→ Directive 1
Render the entries below as a Markdown table with the columns "Index" and "Content", from the line containing "Find the groundhog;" up to and including the line containing "M103 85L139 78L139 43L0 45L0 85Z". Give each line its own numbered row and skip the blank lines.

-------- Provided passage

Insert Figure 2 here
FIG. 2. Guideline to help users distinguish between authentic and fictitious reviews.
25
Each decision-point was presented as an instruction. The instruction for the first decision-
point required users to check if a review was rich in emotions, especially negative emotion words
such as “bad,” firm words such as “never,” hotel names, function words such as “are,” or
exclamation marks. If yes, it should be annotated as fictitious. Otherwise, users could proceed to
the next decision-point.
The instruction for the second decision-point required users to check if the review failed
to provide details through nouns such as “room” or spatial words such as “location,” and was
vague by describing personal experiences using pronouns such as “you.” If yes, it should be
annotated as fictitious. Otherwise, users could proceed to the next decision-point.
The instruction for the third decision-point required users to check if the review used long
words such as “claustrophobic,” or if it was rich in first person singular words such as “me.” If
yes, it should be annotated as fictitious. Otherwise, it could be labelled as authentic.
Pre-tests
Before the guideline was used as the intervention, its instructions were pre-tested and
refined multiple times using separate batches of ten participants, whose profile was similar to
those recruited to write fictitious reviews in the Linguistic Study. In one-to-one meetings with
one of the authors, the participants were required to think aloud while going through the
instructions. They were asked to comment on its ease of understanding.
For the first round of pre-test, the instructions for the decision-points were corroborated
with several excerpts of authentic and fictitious reviews. The participants however unanimously
complained about information overload. Based on their feedback, excerpts were completely
26
removed. To make a trade-off between managing participants’ cognitive load and ensuring the
efficacy of the guideline, instructions for the decision points were revised to highlight only
selected word samples.
For the second round of pre-test without excerpts, the comments of the participants were
more favorable. However, two participants complained about confusions arising from
inconsistencies in the instructions. They pointed that while some instructions were of the form,
“Check if the review is rich in…If yes, annotate it as fake.” other instructions stated, “Check if
the review lacks…If yes, annotate it as fake.” Therefore, the instructions were fine-tuned to
maintain a consistent tone with sentences of the form, “Check if the review is rich in…If yes,
annotate it as fake.” In this way, the instructions were now more understandable by consistently
asking participants to look for confirming evidences rather than a mixture of both confirming and
disconfirming evidences.2
For the third round of pre-test, all the participants were able to follow the fine-tuned
instructions without any ambiguity. The guideline with these instructions was finalized as the
intervention (see Appendix).

----------------
-------- Records provided

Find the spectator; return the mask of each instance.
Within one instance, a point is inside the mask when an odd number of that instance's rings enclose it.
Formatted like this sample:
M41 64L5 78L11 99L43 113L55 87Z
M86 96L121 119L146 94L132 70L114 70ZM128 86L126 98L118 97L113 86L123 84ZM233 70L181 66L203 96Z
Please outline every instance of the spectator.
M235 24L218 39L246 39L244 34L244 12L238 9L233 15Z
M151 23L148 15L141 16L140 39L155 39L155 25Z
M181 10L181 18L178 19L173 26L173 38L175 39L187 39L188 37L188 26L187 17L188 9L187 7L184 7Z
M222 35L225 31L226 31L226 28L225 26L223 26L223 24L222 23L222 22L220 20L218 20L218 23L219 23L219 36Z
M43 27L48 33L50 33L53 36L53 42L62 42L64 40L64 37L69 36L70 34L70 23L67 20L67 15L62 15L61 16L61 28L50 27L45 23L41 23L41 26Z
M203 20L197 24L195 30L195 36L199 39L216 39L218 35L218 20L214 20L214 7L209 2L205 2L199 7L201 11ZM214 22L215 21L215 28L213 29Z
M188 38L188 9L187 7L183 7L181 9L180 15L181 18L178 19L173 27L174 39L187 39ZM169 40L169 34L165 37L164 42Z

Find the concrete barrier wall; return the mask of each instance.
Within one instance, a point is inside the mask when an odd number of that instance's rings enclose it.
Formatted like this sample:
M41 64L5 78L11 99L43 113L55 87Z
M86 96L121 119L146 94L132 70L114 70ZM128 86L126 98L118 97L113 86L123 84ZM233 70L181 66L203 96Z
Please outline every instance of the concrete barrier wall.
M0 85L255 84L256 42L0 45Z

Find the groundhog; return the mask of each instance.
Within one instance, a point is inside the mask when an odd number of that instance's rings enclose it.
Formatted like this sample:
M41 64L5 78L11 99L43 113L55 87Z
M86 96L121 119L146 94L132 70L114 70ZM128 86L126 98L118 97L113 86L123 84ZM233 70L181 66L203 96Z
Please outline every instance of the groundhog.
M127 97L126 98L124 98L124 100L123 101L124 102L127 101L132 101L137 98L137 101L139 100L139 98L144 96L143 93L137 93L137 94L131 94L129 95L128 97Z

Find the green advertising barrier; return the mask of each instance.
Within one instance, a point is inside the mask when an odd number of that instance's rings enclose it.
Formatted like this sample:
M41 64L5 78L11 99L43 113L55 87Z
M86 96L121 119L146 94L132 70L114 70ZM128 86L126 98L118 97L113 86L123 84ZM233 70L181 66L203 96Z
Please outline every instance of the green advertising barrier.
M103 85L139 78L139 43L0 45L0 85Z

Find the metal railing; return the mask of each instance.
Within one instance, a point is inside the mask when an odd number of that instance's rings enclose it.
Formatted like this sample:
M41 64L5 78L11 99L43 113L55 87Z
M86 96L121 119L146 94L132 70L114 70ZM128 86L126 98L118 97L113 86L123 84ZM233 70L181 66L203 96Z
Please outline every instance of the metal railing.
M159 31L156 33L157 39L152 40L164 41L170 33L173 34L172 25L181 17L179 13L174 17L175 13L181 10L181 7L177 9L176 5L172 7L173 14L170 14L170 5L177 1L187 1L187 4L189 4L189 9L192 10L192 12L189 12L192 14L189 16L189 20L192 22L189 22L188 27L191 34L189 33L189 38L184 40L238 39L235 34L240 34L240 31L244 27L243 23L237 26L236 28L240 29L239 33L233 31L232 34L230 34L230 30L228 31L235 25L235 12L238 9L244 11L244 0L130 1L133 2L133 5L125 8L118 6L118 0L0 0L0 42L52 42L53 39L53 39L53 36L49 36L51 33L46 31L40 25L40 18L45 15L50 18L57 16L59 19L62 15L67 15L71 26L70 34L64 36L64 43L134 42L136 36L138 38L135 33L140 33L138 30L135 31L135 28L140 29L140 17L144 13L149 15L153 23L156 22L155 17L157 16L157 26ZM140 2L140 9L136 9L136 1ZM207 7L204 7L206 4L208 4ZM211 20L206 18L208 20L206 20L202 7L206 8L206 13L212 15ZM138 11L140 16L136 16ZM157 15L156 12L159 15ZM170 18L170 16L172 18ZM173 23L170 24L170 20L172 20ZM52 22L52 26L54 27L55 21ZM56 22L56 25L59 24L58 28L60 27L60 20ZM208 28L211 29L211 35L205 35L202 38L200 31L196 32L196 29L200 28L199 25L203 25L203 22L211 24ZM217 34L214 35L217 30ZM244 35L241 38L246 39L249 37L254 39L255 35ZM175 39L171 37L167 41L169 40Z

----------------

→ Directive 2
From the passage on fictitious reviews, translate this sentence into Spanish: "The participants however unanimously complained about information overload."

→ Result 1
| Index | Content |
|---|---|
| 1 | Find the groundhog; return the mask of each instance. |
| 2 | Within one instance, a point is inside the mask when an odd number of that instance's rings enclose it. |
| 3 | Formatted like this sample: |
| 4 | M41 64L5 78L11 99L43 113L55 87Z |
| 5 | M86 96L121 119L146 94L132 70L114 70ZM128 86L126 98L118 97L113 86L123 84ZM233 70L181 66L203 96Z |
| 6 | Please outline every instance of the groundhog. |
| 7 | M127 97L126 98L124 98L124 100L123 101L124 102L127 101L132 101L137 98L137 101L139 100L139 98L144 96L143 93L137 93L137 94L131 94L129 95L128 97Z |
| 8 | Find the green advertising barrier; return the mask of each instance. |
| 9 | Within one instance, a point is inside the mask when an odd number of that instance's rings enclose it. |
| 10 | Formatted like this sample: |
| 11 | M41 64L5 78L11 99L43 113L55 87Z |
| 12 | M86 96L121 119L146 94L132 70L114 70ZM128 86L126 98L118 97L113 86L123 84ZM233 70L181 66L203 96Z |
| 13 | Please outline every instance of the green advertising barrier. |
| 14 | M103 85L139 78L139 43L0 45L0 85Z |

→ Result 2
Sin embargo, los participantes se quejaron unánimemente de la sobrecarga de información.